Segment Start: Data for processing

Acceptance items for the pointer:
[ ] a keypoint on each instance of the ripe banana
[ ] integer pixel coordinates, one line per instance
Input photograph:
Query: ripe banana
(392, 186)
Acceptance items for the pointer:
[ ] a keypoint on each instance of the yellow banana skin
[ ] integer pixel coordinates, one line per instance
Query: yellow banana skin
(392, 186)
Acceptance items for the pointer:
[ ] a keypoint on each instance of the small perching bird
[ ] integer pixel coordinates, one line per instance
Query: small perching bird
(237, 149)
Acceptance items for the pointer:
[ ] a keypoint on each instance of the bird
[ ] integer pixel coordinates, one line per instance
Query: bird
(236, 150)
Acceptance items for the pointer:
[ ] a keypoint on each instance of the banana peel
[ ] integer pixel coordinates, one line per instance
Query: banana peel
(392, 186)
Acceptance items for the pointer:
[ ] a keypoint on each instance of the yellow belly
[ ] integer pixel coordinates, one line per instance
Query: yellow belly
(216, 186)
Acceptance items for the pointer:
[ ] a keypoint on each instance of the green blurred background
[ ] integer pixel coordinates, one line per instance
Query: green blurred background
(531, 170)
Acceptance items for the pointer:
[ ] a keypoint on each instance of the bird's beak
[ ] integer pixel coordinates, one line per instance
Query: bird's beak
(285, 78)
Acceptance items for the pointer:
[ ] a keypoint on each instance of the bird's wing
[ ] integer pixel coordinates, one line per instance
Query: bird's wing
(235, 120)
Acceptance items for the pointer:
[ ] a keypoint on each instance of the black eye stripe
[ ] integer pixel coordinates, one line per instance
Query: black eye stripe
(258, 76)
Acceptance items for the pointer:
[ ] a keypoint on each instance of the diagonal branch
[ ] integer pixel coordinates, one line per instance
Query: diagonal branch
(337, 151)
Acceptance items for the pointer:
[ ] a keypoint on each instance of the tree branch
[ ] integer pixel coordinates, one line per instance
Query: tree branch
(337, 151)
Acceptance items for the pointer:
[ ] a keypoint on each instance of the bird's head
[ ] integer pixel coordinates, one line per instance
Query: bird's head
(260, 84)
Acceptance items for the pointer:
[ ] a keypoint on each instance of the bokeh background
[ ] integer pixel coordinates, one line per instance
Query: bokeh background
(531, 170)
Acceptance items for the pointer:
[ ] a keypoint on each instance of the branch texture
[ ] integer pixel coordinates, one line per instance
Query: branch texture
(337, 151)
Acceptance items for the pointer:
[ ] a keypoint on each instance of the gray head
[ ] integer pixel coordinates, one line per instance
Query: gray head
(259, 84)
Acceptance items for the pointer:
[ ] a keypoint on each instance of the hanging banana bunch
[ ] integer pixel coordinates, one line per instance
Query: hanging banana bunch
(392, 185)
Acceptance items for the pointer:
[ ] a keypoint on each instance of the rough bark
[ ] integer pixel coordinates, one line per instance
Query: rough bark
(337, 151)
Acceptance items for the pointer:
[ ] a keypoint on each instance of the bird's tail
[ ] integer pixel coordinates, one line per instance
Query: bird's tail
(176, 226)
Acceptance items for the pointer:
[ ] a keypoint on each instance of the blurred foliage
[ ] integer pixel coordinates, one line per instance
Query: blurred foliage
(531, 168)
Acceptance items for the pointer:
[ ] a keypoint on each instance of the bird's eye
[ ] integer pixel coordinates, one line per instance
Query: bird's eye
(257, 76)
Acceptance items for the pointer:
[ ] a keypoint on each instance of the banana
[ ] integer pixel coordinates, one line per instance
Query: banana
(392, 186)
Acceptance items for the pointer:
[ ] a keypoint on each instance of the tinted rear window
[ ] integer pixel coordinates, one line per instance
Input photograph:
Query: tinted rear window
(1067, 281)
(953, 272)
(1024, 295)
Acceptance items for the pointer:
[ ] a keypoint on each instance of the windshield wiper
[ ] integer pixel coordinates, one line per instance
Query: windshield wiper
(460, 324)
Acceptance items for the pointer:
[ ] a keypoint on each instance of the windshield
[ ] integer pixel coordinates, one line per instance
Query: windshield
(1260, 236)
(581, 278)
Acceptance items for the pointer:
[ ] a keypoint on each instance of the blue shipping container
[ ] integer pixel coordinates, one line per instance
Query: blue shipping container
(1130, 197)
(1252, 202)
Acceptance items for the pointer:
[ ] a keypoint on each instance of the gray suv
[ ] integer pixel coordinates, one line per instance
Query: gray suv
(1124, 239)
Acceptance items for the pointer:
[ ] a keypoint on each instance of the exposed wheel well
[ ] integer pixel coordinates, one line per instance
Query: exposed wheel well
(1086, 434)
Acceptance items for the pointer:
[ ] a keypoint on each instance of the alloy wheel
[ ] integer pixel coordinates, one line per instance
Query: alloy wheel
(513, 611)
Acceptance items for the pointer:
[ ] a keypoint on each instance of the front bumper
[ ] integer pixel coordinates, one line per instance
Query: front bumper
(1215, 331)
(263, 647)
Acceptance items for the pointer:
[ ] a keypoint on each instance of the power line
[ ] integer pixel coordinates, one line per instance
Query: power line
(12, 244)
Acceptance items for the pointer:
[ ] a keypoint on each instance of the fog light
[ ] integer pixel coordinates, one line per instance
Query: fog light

Segment End: Data for processing

Line by line, please copy the listing exactly.

Answer to the exercise —
Acceptance items for the pointer:
[ ] a keypoint on each instance of the ripe banana
[ ] integer pixel coordinates, one line per instance
Input photograph:
Query: ripe banana
(392, 186)
Acceptance items for the pointer:
[ ] a keypoint on each instance of the yellow banana skin
[ ] integer pixel coordinates, one line per instance
Query: yellow banana skin
(392, 186)
Acceptance items for the pointer:
[ ] a keypoint on each instance of the small perching bird
[ ] integer pixel coordinates, one line per instance
Query: small perching bird
(237, 149)
Acceptance items for the pointer:
[ ] a keypoint on each instance of the bird
[ ] integer pixel coordinates, one line per instance
Query: bird
(236, 150)
Acceptance items for the pointer:
[ ] a keypoint on each instance of the banana peel
[ ] integer pixel coordinates, one line per instance
Query: banana peel
(392, 186)
Acceptance items for the pointer:
[ ] a keypoint on each instance of the yellow belly
[ ] integer pixel coordinates, one line per instance
Query: yellow belly
(216, 186)
Acceptance items for the pointer:
[ ] a keypoint on each instance of the green blurred background
[ ] integer pixel coordinates, one line per instance
Query: green blurred background
(531, 170)
Acceptance items for the pointer:
[ ] a keypoint on each instance of the bird's beak
[ ] integer pixel coordinates, one line per instance
Query: bird's beak
(285, 78)
Acceptance items for the pointer:
[ ] a keypoint on each instance of the bird's wing
[ ] integer pixel coordinates, one line per instance
Query: bird's wing
(235, 120)
Acceptance items for the pointer:
[ ] a keypoint on each instance of the black eye stripe
[ ] integer pixel coordinates, one line per instance
Query: black eye stripe
(258, 76)
Acceptance items for the pointer:
[ ] a keypoint on each instance of the diagonal branch
[ ] integer pixel coordinates, one line per instance
Query: diagonal branch
(337, 151)
Acceptance items for the pointer:
[ ] a keypoint on each instance of the tree branch
[ ] integer pixel coordinates, one line per instance
Query: tree branch
(337, 151)
Acceptance items for the pointer:
[ ] a keypoint on each instance of the bird's head
[ ] integer pixel coordinates, one line per instance
Query: bird's head
(260, 84)
Acceptance items for the pointer:
[ ] a keypoint on each instance of the bokeh background
[ ] integer pixel coordinates, one line per instance
Query: bokeh background
(531, 170)
Acceptance items for the pointer:
[ ] a keypoint on each instance of the branch texture
[ ] integer pixel coordinates, one line per instance
Query: branch texture
(337, 151)
Acceptance items for the pointer:
[ ] a keypoint on each instance of the gray head
[ ] integer pixel coordinates, one line per instance
Query: gray head
(259, 84)
Acceptance items for the pointer:
[ ] a keypoint on each instance of the hanging banana bunch
[ ] integer pixel coordinates, one line per instance
Query: hanging banana bunch
(392, 185)
Acceptance items for the pointer:
[ ] a keypoint on each instance of the rough bark
[ ] integer pixel coordinates, one line per instance
Query: rough bark
(337, 151)
Acceptance items for the pointer:
[ ] a keypoint on each instance of the bird's tail
[ ] integer pixel coordinates, one line per instance
Query: bird's tail
(176, 226)
Acceptance items for the pointer:
[ ] a keypoint on each instance of the blurred foliage
[ ] integer pixel coordinates, one line per instance
Query: blurred foliage
(531, 168)
Acceptance items for the pointer:
[ ] a keypoint on each instance of the bird's eye
[ ] integer pixel coordinates, one line per instance
Query: bird's eye
(257, 76)
Acceptance items for the pointer:
[ ] a keypoint on each instance of the banana
[ ] integer pixel coordinates, one line per instance
Query: banana
(392, 186)
Acceptance items for the pointer:
[ ] a keypoint on each instance of the tinted rear window
[ ] integer pixel coordinates, one line per instance
Input photograph:
Query: tinted rear window
(1067, 281)
(953, 272)
(1024, 295)
Acceptance items for the pointer:
[ ] a keypoint on each instance of the windshield wiper
[ ] integer pixel coordinates, one line per instance
Query: windshield wiper
(460, 324)
Acceptance items for the pointer:
[ ] a keypoint on each instance of the windshield
[ ] integer pixel coordinates, one line per instance
Query: windshield
(1260, 236)
(581, 278)
Acceptance items for the pointer:
[ ] a keypoint on each instance of the blue shipping container
[ ] integer pixel coordinates, one line per instance
Query: blue shipping container
(1130, 197)
(1252, 202)
Acceptance items for the pointer:
[ ] a keypoint on each instance of the gray suv
[ ] integer pixel coordinates, one line per instance
Query: gray suv
(1124, 239)
Acceptance items for the pointer:
[ ] a keypoint on each instance of the exposed wheel well
[ ] integer pixel coordinates, one line per instance
Query: exposed wheel well
(1086, 434)
Acceptance items for the pointer:
[ ] a keypoint on each instance of the alloy wheel
[ ] integer pixel coordinates, one line per instance
Query: alloy wheel
(513, 611)
Acceptance items for the pointer:
[ ] a keypoint on each instance of the front bumper
[ ] integer pixel coordinates, one line per instance
Query: front bumper
(1215, 331)
(263, 647)
Acceptance items for the pointer:
[ ] a keypoint on each instance of the power line
[ ] integer pixel coordinates, one line per instance
Query: power line
(12, 244)
Acceptance items for the pointer:
[ ] a keypoint on each instance of the fog light
[ ] integer pixel coordinates, one line per instance
Query: fog light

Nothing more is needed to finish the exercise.